■ **Work to do**:
Repeat the material below word for word and leave out all pictures.

(Lines of data)
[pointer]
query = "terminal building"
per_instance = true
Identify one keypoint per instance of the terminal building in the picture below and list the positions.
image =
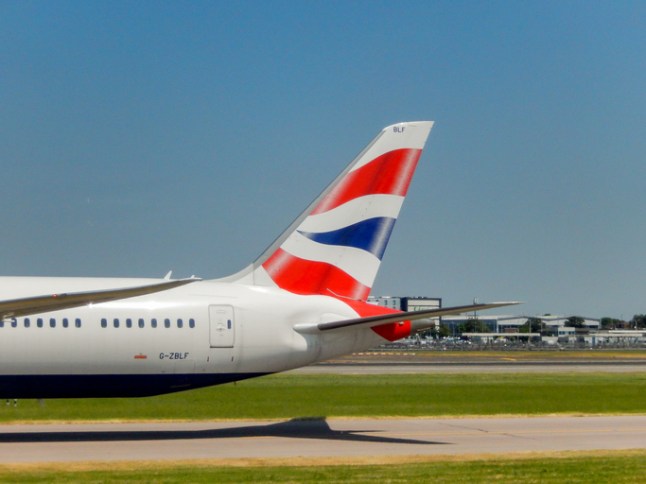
(486, 328)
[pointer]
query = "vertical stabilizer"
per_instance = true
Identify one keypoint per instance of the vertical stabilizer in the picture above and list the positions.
(336, 245)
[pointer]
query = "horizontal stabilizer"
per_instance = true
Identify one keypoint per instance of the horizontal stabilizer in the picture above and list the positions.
(372, 321)
(54, 302)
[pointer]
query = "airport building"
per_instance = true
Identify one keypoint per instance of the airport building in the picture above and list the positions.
(486, 328)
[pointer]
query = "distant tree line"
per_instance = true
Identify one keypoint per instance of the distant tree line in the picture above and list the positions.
(638, 321)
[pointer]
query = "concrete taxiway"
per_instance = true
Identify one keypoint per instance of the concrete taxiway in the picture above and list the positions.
(344, 439)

■ **Task output**:
[pointer]
query = "terminal building"
per_instance = true
Identify one keypoint per instance of the terminal building in the picture below and list the positions.
image =
(486, 328)
[pointer]
query = "vertical stabilizer"
per_instance = true
Identify one keypoint per instance of the vertical stabilizer in the picture above and list the positions.
(336, 245)
[pointer]
query = "horizontal stabilizer"
per_instance = true
Identify one keypoint per instance of the horizontal stabilizer in the picture above and list the positions.
(372, 321)
(54, 302)
[pointer]
query = "airport building"
per_instance = true
Identify one keypoint per instance of the airport building in the picture above and list the positions.
(486, 328)
[pointer]
query = "distant tree line"
per_instance = true
Identify one keypoint per instance of the distant tree line in the picture above and list the positions.
(638, 321)
[pointer]
query = "concrete taxiway"
per_instance = true
Identify one keypoint per instance of the concrete taxiway in the picture above and list the positions.
(344, 439)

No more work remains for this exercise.